* _Stated task_:
Retype the listing that follows, exactly as written.

(Rows from a dataset)

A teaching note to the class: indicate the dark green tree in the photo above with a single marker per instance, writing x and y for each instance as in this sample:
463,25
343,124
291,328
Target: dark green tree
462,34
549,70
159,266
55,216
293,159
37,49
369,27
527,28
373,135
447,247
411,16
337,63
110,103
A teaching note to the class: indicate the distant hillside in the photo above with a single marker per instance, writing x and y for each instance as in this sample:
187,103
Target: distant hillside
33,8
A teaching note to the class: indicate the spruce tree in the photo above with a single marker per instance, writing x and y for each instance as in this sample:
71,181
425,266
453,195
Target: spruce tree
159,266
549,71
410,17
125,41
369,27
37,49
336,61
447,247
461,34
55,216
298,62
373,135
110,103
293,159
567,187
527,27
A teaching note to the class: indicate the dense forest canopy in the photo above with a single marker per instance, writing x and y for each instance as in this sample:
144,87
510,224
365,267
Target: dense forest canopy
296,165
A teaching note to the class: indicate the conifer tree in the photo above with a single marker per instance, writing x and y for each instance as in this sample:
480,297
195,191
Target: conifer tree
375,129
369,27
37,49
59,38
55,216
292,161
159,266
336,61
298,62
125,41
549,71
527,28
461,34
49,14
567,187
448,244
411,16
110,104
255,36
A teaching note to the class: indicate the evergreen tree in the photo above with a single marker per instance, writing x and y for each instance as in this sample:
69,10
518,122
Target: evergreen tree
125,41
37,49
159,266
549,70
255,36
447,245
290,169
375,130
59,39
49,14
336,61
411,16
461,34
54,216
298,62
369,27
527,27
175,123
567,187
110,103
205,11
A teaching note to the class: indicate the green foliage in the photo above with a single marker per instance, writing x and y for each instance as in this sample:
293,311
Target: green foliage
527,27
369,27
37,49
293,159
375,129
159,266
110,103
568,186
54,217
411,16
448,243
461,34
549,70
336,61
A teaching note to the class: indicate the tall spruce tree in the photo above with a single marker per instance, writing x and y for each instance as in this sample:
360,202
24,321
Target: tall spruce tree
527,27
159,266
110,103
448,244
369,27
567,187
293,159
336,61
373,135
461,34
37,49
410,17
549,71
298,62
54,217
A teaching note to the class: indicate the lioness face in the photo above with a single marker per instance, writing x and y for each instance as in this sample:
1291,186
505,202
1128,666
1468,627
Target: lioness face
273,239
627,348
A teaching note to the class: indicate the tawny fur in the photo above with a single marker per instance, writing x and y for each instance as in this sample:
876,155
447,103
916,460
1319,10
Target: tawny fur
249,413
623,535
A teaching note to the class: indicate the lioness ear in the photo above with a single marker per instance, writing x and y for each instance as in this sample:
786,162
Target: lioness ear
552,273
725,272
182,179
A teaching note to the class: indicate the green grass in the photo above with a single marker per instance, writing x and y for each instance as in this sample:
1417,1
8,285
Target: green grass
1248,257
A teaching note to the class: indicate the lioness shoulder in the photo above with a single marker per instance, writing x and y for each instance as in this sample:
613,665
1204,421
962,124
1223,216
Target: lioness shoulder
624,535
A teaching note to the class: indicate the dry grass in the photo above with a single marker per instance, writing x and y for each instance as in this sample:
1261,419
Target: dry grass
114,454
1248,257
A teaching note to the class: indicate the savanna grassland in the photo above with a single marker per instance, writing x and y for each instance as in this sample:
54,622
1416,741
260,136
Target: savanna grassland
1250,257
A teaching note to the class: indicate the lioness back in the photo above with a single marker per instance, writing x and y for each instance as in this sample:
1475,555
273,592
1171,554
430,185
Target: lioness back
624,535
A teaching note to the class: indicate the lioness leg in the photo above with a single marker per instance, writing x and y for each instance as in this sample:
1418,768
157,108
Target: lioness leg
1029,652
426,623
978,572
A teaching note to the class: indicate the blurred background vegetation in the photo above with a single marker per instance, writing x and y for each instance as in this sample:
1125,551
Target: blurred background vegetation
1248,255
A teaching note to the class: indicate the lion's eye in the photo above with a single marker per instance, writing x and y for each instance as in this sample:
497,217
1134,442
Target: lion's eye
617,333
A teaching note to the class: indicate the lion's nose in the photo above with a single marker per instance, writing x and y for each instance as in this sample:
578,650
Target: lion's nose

* _Task answer_:
A teaching note to the class: indicate the dark green tree in the photo above with a single marker per instance, writing x and y for each instance as in this sample:
463,25
343,124
291,328
Target: dark green tree
462,34
549,70
159,266
55,216
293,159
37,49
369,27
527,28
373,135
447,247
411,16
337,63
110,103
A teaching note to the class: indicate the distant hillside in the photo above with a single marker per instance, writing x and y for each instance as in this sample:
187,103
Target: distant hillside
33,8
A teaching note to the class: indicate the spruce tree in the photo above with a single marker per instance, writing x and y for each instance as in this sample:
71,181
425,266
453,195
Target: spruce tree
159,266
549,71
410,17
125,41
369,27
37,49
336,61
447,247
461,34
55,216
298,62
373,135
110,103
293,159
567,187
527,27
A teaching note to the class: indicate the dense forest canopy in the photo above with a single marker per instance, writing x and y for each instance as in this sample:
144,87
510,224
365,267
Target: dense forest canopy
296,165
A teaching note to the class: indicate the conifer tree in the photo above with a single marker per instance, writing x and y for each instance as in this sample:
480,297
195,191
Target: conifer tree
375,129
369,27
37,49
59,38
55,216
292,161
159,266
336,61
298,62
125,41
549,71
527,28
461,34
49,14
567,187
448,244
411,16
110,104
255,36
A teaching note to the class: indicate the evergreen tree in the photo above with a single marker per instance, writing x and y for each instance as in this sample:
69,10
518,122
Target: evergreen tree
125,41
37,49
159,266
549,70
255,36
447,245
290,169
375,130
59,39
49,14
336,61
411,16
461,34
54,216
298,62
369,27
527,27
175,123
567,187
110,103
205,11
A teaching note to the class: indicate the green foliage in the photo above with a single marker per instance, writing x and y for each instance as in this sample:
293,311
Target: green foliage
527,27
369,27
37,49
293,159
375,129
159,266
110,103
568,186
54,217
411,16
448,243
461,34
549,70
336,61
A teaching note to the class: indicate the tall spruce tree in the photo above with a single marker per instance, writing x and y for each instance as in this sample:
360,202
24,321
Target: tall spruce tree
527,27
159,266
110,103
448,244
369,27
567,187
293,159
336,61
373,135
461,34
37,49
410,17
549,71
298,62
54,217
A teaching note to the class: indicate the lioness face in the photo above with a single marker per instance, writing x and y for each instance as in this sample:
1291,186
505,202
1128,666
1468,627
Target: lioness face
273,239
627,348
A teaching note to the class: indicate the tawny fur in the photo above with a single marker per instance, writing x and y for each instance as in this sample:
876,155
447,103
916,460
1319,10
Target: tawny fur
249,413
623,535
A teaching note to the class: indicate the lioness ear in the photo above with a single marker per instance, writing x and y for each instance as in this sample:
786,162
Target: lioness ear
552,273
725,272
182,179
A teaching note to the class: indicate the green grass in the photo above with a single marker per instance, writing x and y for each instance as in this sample:
1417,1
8,285
Target: green grass
1248,257
A teaching note to the class: indicate the lioness shoulder in the photo above with a single marker per instance, writing x and y for each instance as in this sample:
613,665
1204,421
962,124
1223,216
Target: lioness shoulder
624,535
A teaching note to the class: indicate the dry grass in the photo above with a single marker per instance, writing x and y for each instance as in this sample:
1261,419
Target: dry grass
114,454
1248,257
A teaching note to the class: indicate the savanna grassland in the photo above with a single marker per instance, writing x and y for each instance as in this sample:
54,622
1416,741
260,136
Target: savanna grassland
1250,257
A teaching note to the class: indicate the lioness back in the photo above with a single marker per instance, writing x and y for each instance as in this sample:
1475,555
273,592
1171,554
430,185
Target: lioness back
624,535
A teaching note to the class: indicate the lioness leg in the photo above with a single marker per instance, writing x and y for each instance as in this sample:
1418,768
157,108
Target: lioness leg
1029,652
426,623
978,572
A teaching note to the class: indicate the blurred background vegetation in the photo above with a single marker per instance, writing x and y for each instance as in this sample:
1125,551
Target: blurred background vegetation
1248,255
A teaching note to the class: indicate the lion's eye in the photo above with a single marker per instance, writing x and y for each instance as in this sample:
497,217
1134,442
Target: lion's eye
617,333
A teaching note to the class: indicate the lion's nose in the photo above with a single marker per instance, writing x and y for each instance as in this sample:
578,650
Target: lion's nose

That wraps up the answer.